Could you copy out, word for word, everything from the start of the entries through the line containing "[[[141,99],[141,132],[153,135],[156,121],[155,98]]]", with both of those ends included and the picture omitted?

— begin Task inputs —

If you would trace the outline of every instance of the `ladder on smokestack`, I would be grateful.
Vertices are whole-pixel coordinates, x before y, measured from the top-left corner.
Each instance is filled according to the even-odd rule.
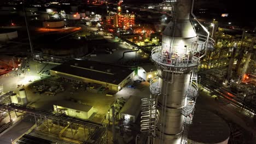
[[[141,99],[141,132],[153,135],[156,121],[155,98]]]

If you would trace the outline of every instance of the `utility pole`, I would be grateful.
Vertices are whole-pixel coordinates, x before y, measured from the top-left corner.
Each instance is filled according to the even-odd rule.
[[[32,46],[32,44],[31,42],[31,39],[30,39],[30,31],[28,30],[28,25],[27,21],[27,13],[26,13],[25,8],[25,1],[23,0],[22,2],[23,2],[23,5],[22,5],[23,11],[24,13],[25,20],[26,22],[26,26],[27,27],[27,35],[28,36],[28,40],[30,40],[30,49],[31,51],[31,55],[32,56],[32,58],[34,59],[34,51],[33,50],[33,46]]]
[[[112,133],[113,133],[113,141],[115,141],[115,107],[112,108]]]

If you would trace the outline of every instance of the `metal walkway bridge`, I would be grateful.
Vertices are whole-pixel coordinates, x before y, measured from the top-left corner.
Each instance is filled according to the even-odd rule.
[[[20,112],[34,117],[37,126],[46,122],[46,124],[44,125],[49,128],[51,124],[52,126],[54,123],[56,123],[60,130],[60,124],[69,124],[72,135],[76,133],[78,127],[83,127],[84,130],[88,129],[89,131],[89,138],[84,143],[107,143],[107,129],[104,124],[14,103],[0,103],[0,110],[9,113],[10,121],[12,120],[10,112],[14,111],[16,115],[16,112]],[[75,131],[73,132],[73,130]],[[84,135],[86,135],[85,132]]]

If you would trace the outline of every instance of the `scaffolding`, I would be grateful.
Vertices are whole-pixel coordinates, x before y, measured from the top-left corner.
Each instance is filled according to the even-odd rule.
[[[56,123],[60,131],[61,124],[64,127],[69,125],[72,135],[75,134],[79,127],[82,127],[84,129],[85,136],[86,136],[85,129],[89,131],[89,138],[83,143],[107,143],[107,129],[106,125],[102,123],[67,116],[65,113],[60,113],[14,103],[0,103],[0,110],[9,113],[10,122],[12,120],[10,112],[14,111],[16,116],[18,116],[17,112],[19,112],[33,117],[37,127],[43,124],[50,129]]]

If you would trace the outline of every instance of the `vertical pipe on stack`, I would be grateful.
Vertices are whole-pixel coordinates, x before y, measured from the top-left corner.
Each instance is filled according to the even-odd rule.
[[[19,91],[20,93],[20,97],[21,100],[21,104],[22,105],[26,104],[27,103],[27,95],[26,94],[26,91],[25,88],[21,88]]]

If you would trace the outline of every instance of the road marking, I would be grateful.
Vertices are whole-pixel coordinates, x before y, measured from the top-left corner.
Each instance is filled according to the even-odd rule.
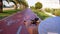
[[[20,34],[21,29],[22,29],[22,26],[20,26],[20,27],[18,28],[17,34]]]

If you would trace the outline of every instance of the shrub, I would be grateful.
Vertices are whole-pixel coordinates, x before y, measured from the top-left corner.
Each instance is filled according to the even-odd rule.
[[[37,2],[37,3],[35,4],[35,8],[36,8],[36,9],[41,9],[41,8],[42,8],[42,3]]]

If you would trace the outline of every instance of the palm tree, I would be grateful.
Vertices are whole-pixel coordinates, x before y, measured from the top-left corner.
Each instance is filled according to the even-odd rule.
[[[3,9],[3,7],[2,7],[2,0],[0,0],[0,13],[2,13],[3,11],[2,11],[2,9]]]

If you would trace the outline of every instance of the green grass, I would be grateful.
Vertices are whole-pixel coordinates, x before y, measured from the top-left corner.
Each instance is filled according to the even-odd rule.
[[[16,13],[18,10],[4,10],[3,13],[0,13],[0,20],[12,15],[13,13]]]
[[[41,18],[42,20],[44,20],[44,19],[46,19],[46,18],[49,17],[47,14],[43,13],[41,10],[36,10],[36,9],[35,9],[35,10],[33,10],[33,12],[36,13],[37,16],[38,16],[39,18]]]

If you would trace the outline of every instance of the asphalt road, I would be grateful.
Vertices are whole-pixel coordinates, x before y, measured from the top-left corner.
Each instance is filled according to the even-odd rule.
[[[36,17],[37,15],[35,15],[31,9],[27,8],[5,18],[0,21],[0,34],[29,34],[24,25],[24,20],[30,22],[31,19]]]

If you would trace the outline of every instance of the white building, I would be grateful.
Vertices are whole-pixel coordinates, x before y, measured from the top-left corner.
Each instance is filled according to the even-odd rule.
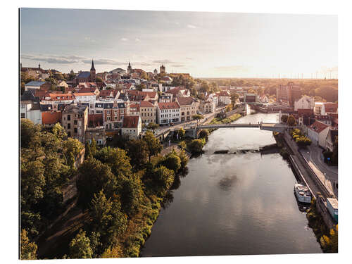
[[[130,139],[137,139],[142,132],[142,120],[139,115],[126,115],[123,118],[121,133]]]
[[[295,111],[298,109],[314,109],[314,97],[305,96],[294,101]]]
[[[31,91],[25,91],[21,96],[20,118],[27,118],[34,124],[42,125],[40,104]]]
[[[180,122],[180,105],[176,101],[170,103],[158,103],[157,116],[157,121],[159,124]]]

— end Task inputs —

▶ Exercise solution
If you would trace the outline of every instance of the `ladder on smokestack`, I would be grateful.
Vertices are whole-pixel coordinates, x before y, measured from the top-left corner.
Each instance is filled according to the even-odd rule.
[[[141,99],[141,132],[153,135],[156,121],[155,98]]]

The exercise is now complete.